PROVIDED TEXT >>

To some, it may seem like long ago and far away. To others, it may seem like yesterday: Friday, March 13, 2020.

Susan Brown, the director of the Chapel Hill Public Library, says she has a very “visual and visceral” memory of the day of the library’s COVID-19 lockdown. At around noon, a staff member announced over the P.A. system that the library would close at five o’clock. That is, not just close for the day.

As hour zero approached, and word spread in the community, resourceful readers seized the moment.

“People were checking out armloads and laundry baskets full of books,” Brown says. “It was this interesting mix of people being unsure of what was happening and what would happen next. And, of course at the time we all thought: We’ll be closed for two weeks. Maybe two months.”

Like other businesses, the library adapted and improvised. During the pandemic, it focused on its “park and pick-up” program—a labor-intensive process, serving about 900 people daily, with about 1,500 books requested every day.

Brown says that tasks that required just one person during ordinary times took four people.

“It took 100 percent of our staff capacity. Still, the checking-out of books decreased,” she says. That’s because the only way to access books was by putting them on hold using the website. There was no browsing of the stacks. “

“But compared to other public libraries our circulation [during the pandemic] was very high,” she adds. “Chapel Hill is a town that reads.”

Now, a page is being turned as the pandemic—and the library—begins a new chapter.

On July 8, the library reopened for browsing, although with some occupancy limits. Much of the furniture has been removed and initially, patrons will not be allowed to sit at tables or chairs. Masks are required. The library remains closed on Wednesdays, but Sunday hours have been restored.

As the 10 a.m. opening of the library approached, last Thursday, five adults and two children were waiting, during a driving rainstorm, to enter the library. As the rain eased up, a half-hour later, there were perhaps 100 or more people in the library wandering the stacks.

At main check-out area The Hub, Library Experiences Coordinator Mansir Petrie, a recent hire, was helping patrons navigate the new world of browsing. Petrie is among a group of library staff in the Library Experiences Division who are tasked with making the library easier to use, and removing barriers to its use. During the last few years, the library has adopted the “user experience” or “UX” model, an idea that has been embraced in many different fields.

“The Library Experiences Division is about hospitality and stewardship of the resources,” says Petrie. “Something really good is happening here.”

“I welcome and look forward to opportunities where we can just increase community interaction,” says Petrie, adding that he is intrigued by the “transformative power” of libraries, including the possibilities for cross-cultural education. For his part, Petrie grew up in Yellow Springs, Ohio, and went to Grinnell College in Iowa.

He’s a fluent speaker of English, Spanish, and Portuguese, and has done international community development work in numerous countries outside the United States. Most recently he was a program manager for the Peace Corps in Panama.

“As a Quaker, growing up in the Religious Society of Friends, [you] really get a sense that there is a God in everyone,” says Petrie, “There was a real sense that no matter where you’re from, or what your perspective is, you’re valued. You have worth. As I started to travel, I enjoyed working in community development—working with these communities and voices that were traditionally not as heard—hearing about how they wanted their development project to go, what was important to them in the community.”

DATA FOR ANALYSIS >>
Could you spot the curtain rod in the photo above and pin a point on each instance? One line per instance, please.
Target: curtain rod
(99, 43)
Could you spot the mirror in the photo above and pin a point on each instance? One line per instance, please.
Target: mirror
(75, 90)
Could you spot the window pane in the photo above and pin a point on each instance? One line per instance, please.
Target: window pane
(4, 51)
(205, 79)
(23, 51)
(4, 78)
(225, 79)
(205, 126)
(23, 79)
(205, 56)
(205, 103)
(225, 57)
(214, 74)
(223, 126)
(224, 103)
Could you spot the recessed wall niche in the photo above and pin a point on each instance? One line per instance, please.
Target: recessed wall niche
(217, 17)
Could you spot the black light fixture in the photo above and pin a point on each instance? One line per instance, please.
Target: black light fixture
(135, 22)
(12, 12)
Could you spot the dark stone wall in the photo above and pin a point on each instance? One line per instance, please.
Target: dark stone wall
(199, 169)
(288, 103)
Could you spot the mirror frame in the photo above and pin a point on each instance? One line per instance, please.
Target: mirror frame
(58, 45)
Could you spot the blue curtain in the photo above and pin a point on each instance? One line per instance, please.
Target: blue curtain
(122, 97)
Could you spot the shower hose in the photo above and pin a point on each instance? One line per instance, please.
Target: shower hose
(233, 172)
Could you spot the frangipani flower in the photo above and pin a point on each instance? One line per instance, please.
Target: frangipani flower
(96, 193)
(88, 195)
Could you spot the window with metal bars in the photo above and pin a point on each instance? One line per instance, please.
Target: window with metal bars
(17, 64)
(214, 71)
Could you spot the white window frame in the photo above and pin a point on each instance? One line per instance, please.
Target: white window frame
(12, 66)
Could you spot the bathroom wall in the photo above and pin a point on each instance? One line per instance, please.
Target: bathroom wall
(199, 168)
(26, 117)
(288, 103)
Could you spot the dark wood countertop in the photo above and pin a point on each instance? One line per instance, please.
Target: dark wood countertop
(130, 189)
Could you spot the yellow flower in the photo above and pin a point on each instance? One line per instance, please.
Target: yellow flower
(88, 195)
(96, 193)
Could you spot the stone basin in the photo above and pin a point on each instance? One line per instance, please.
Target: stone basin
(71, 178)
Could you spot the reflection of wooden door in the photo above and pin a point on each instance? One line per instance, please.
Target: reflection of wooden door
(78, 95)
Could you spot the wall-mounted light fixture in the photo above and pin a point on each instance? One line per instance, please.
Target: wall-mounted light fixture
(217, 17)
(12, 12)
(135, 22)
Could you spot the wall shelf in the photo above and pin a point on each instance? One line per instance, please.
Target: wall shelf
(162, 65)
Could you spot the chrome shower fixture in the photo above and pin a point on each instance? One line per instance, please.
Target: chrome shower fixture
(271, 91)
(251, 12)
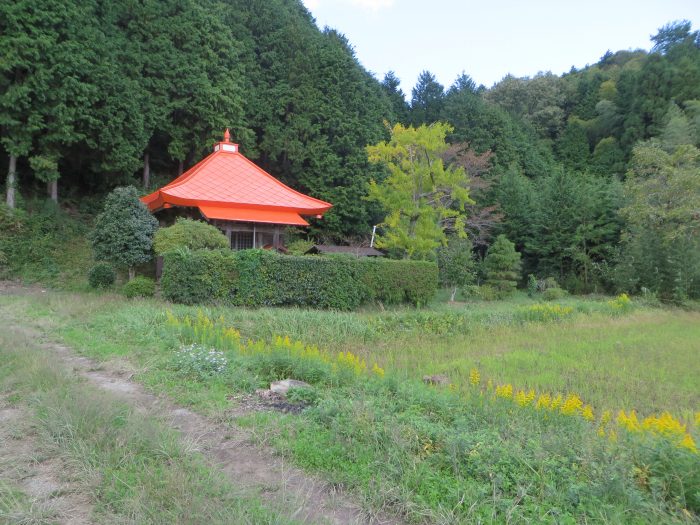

THE PROBLEM >> Translate this sentence from the article about the Chapel Hill Public Library into Spanish: "On July 8, the library reopened for browsing, although with some occupancy limits."

RESPONSE TO THE TASK >> El 8 de julio, la biblioteca reabrió para que el público pudiera recorrer los estantes, aunque con algunos límites de aforo.